**Excerpted records**
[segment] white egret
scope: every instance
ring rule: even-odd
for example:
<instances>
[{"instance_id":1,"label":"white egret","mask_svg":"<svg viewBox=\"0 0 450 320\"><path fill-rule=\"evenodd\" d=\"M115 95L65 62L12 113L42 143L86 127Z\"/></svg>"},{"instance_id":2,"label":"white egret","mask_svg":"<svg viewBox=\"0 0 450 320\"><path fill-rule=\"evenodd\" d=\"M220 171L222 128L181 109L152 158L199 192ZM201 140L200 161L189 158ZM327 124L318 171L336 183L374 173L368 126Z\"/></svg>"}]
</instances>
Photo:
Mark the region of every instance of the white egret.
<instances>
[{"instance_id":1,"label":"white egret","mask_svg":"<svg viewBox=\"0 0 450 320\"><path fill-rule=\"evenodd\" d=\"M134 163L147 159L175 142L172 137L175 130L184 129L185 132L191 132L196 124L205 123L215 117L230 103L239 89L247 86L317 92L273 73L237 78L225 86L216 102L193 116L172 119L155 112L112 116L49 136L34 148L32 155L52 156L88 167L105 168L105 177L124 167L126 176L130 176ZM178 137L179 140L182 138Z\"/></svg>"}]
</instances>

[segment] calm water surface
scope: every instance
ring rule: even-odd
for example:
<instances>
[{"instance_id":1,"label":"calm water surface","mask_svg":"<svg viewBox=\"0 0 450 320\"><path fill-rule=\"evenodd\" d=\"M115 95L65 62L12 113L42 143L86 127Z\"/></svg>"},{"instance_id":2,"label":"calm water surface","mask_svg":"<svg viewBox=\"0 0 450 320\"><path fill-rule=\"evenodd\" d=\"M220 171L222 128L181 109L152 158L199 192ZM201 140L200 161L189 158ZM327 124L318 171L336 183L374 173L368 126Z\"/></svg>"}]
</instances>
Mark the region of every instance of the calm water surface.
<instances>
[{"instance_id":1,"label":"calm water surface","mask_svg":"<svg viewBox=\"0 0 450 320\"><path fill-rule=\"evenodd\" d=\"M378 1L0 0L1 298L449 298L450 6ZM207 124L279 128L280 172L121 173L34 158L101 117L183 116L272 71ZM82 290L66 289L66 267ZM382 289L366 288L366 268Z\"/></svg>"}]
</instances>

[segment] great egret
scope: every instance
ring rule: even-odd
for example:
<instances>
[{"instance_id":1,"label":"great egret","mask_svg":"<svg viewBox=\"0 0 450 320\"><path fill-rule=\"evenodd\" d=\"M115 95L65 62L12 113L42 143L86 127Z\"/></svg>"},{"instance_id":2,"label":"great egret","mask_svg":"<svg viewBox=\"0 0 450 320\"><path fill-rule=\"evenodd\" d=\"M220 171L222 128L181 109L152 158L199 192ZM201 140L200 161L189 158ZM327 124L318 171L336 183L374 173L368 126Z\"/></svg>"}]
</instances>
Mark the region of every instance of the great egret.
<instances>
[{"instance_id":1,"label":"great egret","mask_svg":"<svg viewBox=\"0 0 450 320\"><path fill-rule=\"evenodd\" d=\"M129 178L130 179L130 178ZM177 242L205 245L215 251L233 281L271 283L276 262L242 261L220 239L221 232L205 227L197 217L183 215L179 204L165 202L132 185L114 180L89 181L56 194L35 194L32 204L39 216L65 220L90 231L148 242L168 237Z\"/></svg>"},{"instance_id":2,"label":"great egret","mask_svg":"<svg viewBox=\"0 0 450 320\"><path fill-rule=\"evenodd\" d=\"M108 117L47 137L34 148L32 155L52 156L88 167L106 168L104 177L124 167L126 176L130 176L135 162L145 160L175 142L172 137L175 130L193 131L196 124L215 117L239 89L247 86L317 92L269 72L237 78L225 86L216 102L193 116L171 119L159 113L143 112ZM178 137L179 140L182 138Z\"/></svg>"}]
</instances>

**Short problem**
Make an exact copy of the material above.

**Full solution**
[segment] white egret
scope: every instance
ring rule: even-odd
for example:
<instances>
[{"instance_id":1,"label":"white egret","mask_svg":"<svg viewBox=\"0 0 450 320\"><path fill-rule=\"evenodd\" d=\"M115 95L65 62L12 113L42 143L86 127Z\"/></svg>"},{"instance_id":2,"label":"white egret","mask_svg":"<svg viewBox=\"0 0 450 320\"><path fill-rule=\"evenodd\" d=\"M220 171L222 128L181 109L152 158L199 192ZM201 140L200 161L189 158ZM327 124L318 171L336 183L374 173L368 126Z\"/></svg>"}]
</instances>
Photo:
Mark the region of every instance of the white egret.
<instances>
[{"instance_id":1,"label":"white egret","mask_svg":"<svg viewBox=\"0 0 450 320\"><path fill-rule=\"evenodd\" d=\"M134 163L147 159L175 142L172 137L175 130L184 129L185 132L191 132L196 124L205 123L215 117L230 103L239 89L247 86L317 92L273 73L237 78L225 86L216 102L193 116L172 119L155 112L112 116L49 136L34 148L32 155L52 156L88 167L105 168L105 177L124 167L126 176L130 176ZM178 137L179 140L182 138Z\"/></svg>"}]
</instances>

[segment] calm water surface
scope: every instance
ring rule: even-odd
for example:
<instances>
[{"instance_id":1,"label":"calm water surface","mask_svg":"<svg viewBox=\"0 0 450 320\"><path fill-rule=\"evenodd\" d=\"M115 95L65 62L12 113L42 143L86 127Z\"/></svg>"},{"instance_id":2,"label":"calm water surface","mask_svg":"<svg viewBox=\"0 0 450 320\"><path fill-rule=\"evenodd\" d=\"M220 171L222 128L181 109L152 158L199 192ZM201 140L200 161L189 158ZM327 124L318 171L336 183L374 173L368 126Z\"/></svg>"}]
</instances>
Mark the region of every instance of the calm water surface.
<instances>
[{"instance_id":1,"label":"calm water surface","mask_svg":"<svg viewBox=\"0 0 450 320\"><path fill-rule=\"evenodd\" d=\"M378 1L0 0L1 298L449 298L450 6ZM207 124L279 128L280 172L121 173L34 158L101 117L183 116L272 71ZM82 290L66 289L66 267ZM382 289L366 288L366 268Z\"/></svg>"}]
</instances>

[segment] great egret
scope: every instance
ring rule: even-odd
for example:
<instances>
[{"instance_id":1,"label":"great egret","mask_svg":"<svg viewBox=\"0 0 450 320\"><path fill-rule=\"evenodd\" d=\"M115 95L65 62L12 113L42 143L86 127Z\"/></svg>"},{"instance_id":2,"label":"great egret","mask_svg":"<svg viewBox=\"0 0 450 320\"><path fill-rule=\"evenodd\" d=\"M220 171L222 128L181 109L152 158L199 192ZM201 140L200 161L189 158ZM327 124L318 171L336 183L374 173L368 126Z\"/></svg>"}]
</instances>
Mark the region of every instance of the great egret.
<instances>
[{"instance_id":1,"label":"great egret","mask_svg":"<svg viewBox=\"0 0 450 320\"><path fill-rule=\"evenodd\" d=\"M129 178L130 179L130 178ZM177 242L205 245L215 251L233 281L271 283L276 262L242 261L220 239L221 232L205 227L197 217L183 215L179 204L165 202L132 185L114 180L89 181L56 194L35 194L32 204L39 216L65 220L90 231L148 242L168 237Z\"/></svg>"},{"instance_id":2,"label":"great egret","mask_svg":"<svg viewBox=\"0 0 450 320\"><path fill-rule=\"evenodd\" d=\"M108 117L47 137L34 148L32 155L52 156L88 167L106 168L104 177L124 167L126 176L130 176L135 162L145 160L175 142L172 137L175 130L193 131L196 124L215 117L239 89L247 86L317 92L269 72L237 78L225 86L216 102L193 116L171 119L159 113L143 112ZM178 137L179 140L182 138Z\"/></svg>"}]
</instances>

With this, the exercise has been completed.